● Source extract:
And that dosnt quite sum up the entire musical experience for me. There isnt a single BA product that covers the entire spectrum completely. I own a SA-6 and its a classic case in point.No matter how much you tweak you cant get the air in high frequencies or if you manage you will loose the bottom end!!! When its balanced you do get a sound that is rolled off at both ends. Thats for a single BA and for dual BA like the Klipsch Custom 3 the sound does get better but then it has the typical BA upfront sound presentation without the warmth or dynamic bass.

Since you are bragging so much I believe the member are even more curious to know what BA IEM and Dynamic IEM you are using.The sources and everything.Do post and Ill post mine. Dont go back and delete anything please.Ill post everything in my signature all together.Do the same.


----------



## Faun (Oct 3, 2012)

The Incinerator said:


> And that dosnt quite sum up the entire musical experience for me. There isnt a single BA product that covers the entire spectrum completely. I own a SA-6 and its a classic case in point.No matter how much you tweak you cant get the air in high frequencies or if you manage you will loose the bottom end!!! When its balanced you do get a sound that is rolled off at both ends. Thats for a single BA and for dual BA like the Klipsch Custom 3 the sound does get better but then it has the typical BA upfront sound presentation without the warmth or dynamic bass.


I'd like to know what tweaks you did on SA-6.

As for warmth and full spectrum. A161P shares decent amount of warmth despite having a single full range balanced armature as opposed to dynamic drivers. Every manufactures sets the tuning to their in-house signature and the implementation varies. Final Audio Design IEMs are as good in lows as they are in highs. Bass is almost like the one produced by dynamic drivers and highs crisp as ever. Intimate presentation with very deep soundstaging. Try these if you get a chance:
heaven s | final-audio-design
FI-BA-SS | final-audio-design

More drivers doesn't mean good sound. It's more to do with the implementation and tuning.

A dynamic driver can be dull sounding too (upper midrange subdued) and devoid of overemphasized bass weight too (RE272).



The Incinerator said:


> Since you are bragging so much I believe the member are even more curious to know what BA IEM and Dynamic IEM you are using.The sources and everything.Do post and Ill post mine. Dont go back and delete anything please.Ill post everything in my signature all together.Do the same.



Isn't it wiser on your part to provide the answers to the questions which I asked earlier ? Still waiting for that.


----------



## The Incinerator (Oct 3, 2012)

Faun said:


> I'd like to know what tweaks you did on SA-6.



The point is will you understand if I make you understand,or it will be as fruitless as it has been all evening? Bass Port ..treble tips... HF filters...bass tips ...triple flanges...etc etc.... now dont ask me what these are!!!

You still didnt answer as to what BA or Dyanamic IEMs you are using. Whatever Im using is right there in my signature.


----------



## Faun (Oct 3, 2012)

The Incinerator said:


> The point is will you understand if I make you understand,or it will be as fruitless as it has been all evening? Bass Port ..treble tips... HF filters...bass tips ...triple flanges...etc etc.... now dont ask me what these are!!!


You know that you cannot add something which isn't present there. Therein lies the limitation. While, yes, you can subtract from what is already present.

● Complete the following:
A. Retype the portion of the earphone forum thread between "A dynamic driver" and "waiting for that.", inclusive.
B. In the earphone forum thread, Faun claims that more drivers do not mean good sound. Using only the thread, explain why in one to three sentences.
C. Translate this sentence from the earphone forum thread into French: "More drivers doesn't mean good sound."

● Stored data:
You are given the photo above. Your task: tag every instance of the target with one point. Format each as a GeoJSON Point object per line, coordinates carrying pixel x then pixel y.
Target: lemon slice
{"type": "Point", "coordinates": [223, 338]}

● Task-by-task solutions:
A.
A dynamic driver can be dull sounding too (upper midrange subdued) and devoid of overemphasized bass weight too (RE272).



The Incinerator said:


> Since you are bragging so much I believe the member are even more curious to know what BA IEM and Dynamic IEM you are using.The sources and everything.Do post and Ill post mine. Dont go back and delete anything please.Ill post everything in my signature all together.Do the same.



Isn't it wiser on your part to provide the answers to the questions which I asked earlier ? Still waiting for that.

B. Faun holds that good sound depends more on implementation and tuning than on the number of drivers. Each manufacturer tunes its earphones to its own in-house signature, and the implementation varies from one to another.

C. Plus de transducteurs ne veut pas dire un bon son.